*** DATASET RECORDS ***

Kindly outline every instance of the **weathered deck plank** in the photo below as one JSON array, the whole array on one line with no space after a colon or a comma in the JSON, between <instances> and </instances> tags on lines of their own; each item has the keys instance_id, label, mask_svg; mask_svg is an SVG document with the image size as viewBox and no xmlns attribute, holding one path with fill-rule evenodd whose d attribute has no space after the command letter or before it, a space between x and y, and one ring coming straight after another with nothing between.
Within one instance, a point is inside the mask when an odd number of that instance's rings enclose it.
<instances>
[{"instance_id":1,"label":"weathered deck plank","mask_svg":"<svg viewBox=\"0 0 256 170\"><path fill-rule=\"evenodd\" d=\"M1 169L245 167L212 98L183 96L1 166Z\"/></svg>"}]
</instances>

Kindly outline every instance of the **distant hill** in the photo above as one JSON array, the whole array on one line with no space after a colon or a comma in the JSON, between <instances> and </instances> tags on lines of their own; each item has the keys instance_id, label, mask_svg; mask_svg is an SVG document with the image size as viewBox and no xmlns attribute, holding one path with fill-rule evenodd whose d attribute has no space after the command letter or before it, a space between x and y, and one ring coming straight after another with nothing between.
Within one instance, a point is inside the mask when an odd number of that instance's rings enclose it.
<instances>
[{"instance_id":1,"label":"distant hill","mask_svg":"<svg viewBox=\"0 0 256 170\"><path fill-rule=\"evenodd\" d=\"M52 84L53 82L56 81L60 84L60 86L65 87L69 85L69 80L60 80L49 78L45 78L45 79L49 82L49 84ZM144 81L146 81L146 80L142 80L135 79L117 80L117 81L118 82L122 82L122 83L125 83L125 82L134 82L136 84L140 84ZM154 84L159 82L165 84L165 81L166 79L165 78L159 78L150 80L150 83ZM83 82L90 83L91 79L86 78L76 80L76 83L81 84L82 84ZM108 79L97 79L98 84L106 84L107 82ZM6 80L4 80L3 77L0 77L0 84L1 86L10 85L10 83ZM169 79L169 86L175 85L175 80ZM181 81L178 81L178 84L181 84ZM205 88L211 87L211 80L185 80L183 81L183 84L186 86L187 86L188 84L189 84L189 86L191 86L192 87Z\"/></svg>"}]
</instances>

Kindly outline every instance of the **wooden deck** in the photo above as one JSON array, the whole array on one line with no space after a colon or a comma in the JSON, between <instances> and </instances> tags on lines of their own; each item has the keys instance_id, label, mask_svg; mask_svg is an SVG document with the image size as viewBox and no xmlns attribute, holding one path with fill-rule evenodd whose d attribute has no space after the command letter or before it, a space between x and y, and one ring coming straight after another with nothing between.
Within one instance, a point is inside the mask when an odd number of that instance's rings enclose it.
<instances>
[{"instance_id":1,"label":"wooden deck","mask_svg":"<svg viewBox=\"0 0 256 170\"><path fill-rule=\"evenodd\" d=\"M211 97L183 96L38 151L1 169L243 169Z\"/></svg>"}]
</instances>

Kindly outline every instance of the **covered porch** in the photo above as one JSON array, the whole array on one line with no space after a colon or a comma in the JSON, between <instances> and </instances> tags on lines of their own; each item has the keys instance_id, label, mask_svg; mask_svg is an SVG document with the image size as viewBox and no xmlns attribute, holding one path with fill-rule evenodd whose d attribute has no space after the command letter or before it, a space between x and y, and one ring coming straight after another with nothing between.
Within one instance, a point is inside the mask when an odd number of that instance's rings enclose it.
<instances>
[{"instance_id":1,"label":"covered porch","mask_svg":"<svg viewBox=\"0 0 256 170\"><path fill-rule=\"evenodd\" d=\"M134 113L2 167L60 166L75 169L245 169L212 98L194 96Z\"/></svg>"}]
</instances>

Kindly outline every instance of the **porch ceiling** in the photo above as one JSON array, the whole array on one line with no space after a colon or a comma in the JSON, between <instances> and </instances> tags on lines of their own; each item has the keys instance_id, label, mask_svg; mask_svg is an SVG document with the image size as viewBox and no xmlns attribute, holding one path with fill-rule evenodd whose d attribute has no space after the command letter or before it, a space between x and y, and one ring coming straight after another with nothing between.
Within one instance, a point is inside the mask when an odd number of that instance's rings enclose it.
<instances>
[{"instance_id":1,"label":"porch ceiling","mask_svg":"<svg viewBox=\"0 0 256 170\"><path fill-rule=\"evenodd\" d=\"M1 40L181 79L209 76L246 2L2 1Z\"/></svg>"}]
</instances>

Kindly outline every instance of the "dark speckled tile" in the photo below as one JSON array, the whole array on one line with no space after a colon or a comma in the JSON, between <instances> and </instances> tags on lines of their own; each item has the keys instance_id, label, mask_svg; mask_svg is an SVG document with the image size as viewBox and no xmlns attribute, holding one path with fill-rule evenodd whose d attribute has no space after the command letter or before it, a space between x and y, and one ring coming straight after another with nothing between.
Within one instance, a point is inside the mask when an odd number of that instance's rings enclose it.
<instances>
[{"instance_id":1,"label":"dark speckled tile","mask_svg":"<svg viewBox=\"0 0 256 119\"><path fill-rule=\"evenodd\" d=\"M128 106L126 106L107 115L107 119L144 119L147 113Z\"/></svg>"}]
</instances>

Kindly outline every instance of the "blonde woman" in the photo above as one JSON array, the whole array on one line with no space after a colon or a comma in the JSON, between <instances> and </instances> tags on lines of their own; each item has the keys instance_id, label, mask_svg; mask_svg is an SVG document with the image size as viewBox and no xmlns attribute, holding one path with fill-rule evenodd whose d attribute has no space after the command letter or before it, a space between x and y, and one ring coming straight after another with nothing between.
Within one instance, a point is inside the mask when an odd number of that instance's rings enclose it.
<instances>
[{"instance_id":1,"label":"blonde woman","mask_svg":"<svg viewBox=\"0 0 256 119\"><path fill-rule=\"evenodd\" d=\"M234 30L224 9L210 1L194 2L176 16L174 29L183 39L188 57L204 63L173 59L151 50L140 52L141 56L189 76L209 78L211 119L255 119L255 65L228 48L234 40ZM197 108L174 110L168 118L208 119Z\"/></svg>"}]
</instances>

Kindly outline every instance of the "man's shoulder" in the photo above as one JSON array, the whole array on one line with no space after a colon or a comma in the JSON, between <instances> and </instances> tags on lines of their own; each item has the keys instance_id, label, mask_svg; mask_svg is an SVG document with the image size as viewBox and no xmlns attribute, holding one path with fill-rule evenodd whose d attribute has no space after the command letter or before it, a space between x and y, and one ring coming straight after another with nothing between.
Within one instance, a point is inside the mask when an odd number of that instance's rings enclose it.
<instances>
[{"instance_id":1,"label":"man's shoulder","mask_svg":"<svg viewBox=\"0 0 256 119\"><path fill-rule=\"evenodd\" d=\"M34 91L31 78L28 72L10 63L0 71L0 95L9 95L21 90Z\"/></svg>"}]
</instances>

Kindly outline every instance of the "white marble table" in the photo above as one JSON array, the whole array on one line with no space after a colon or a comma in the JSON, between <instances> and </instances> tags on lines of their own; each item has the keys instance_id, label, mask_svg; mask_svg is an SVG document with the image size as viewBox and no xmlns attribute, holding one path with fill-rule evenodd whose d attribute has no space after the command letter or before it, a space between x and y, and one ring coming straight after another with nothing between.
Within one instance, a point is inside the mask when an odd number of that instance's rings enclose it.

***

> GIVEN REQUEST: Copy out verbatim the part of the items above that opens with the line containing "Kindly outline every instance of the **covered" and closes with the line containing "113L2 167L60 166L75", including both of those lines.

> IN RESPONSE:
Kindly outline every instance of the **covered porch** in the photo above as one JSON array, the whole array on one line with no space after a colon or a comma in the JSON, between <instances> and </instances> tags on lines of their own; each item has the keys instance_id, label, mask_svg; mask_svg is an SVG document with the image size as viewBox and no xmlns attribute, holding one path with fill-rule evenodd whose d attribute has no space after the command letter or before it, a space between x and y, and one ring coming straight after another with nothing between.
Within one instance, a point is inside the mask when an odd number of that instance's rings enclose it.
<instances>
[{"instance_id":1,"label":"covered porch","mask_svg":"<svg viewBox=\"0 0 256 170\"><path fill-rule=\"evenodd\" d=\"M134 113L2 167L60 166L75 169L245 169L212 98L194 96Z\"/></svg>"}]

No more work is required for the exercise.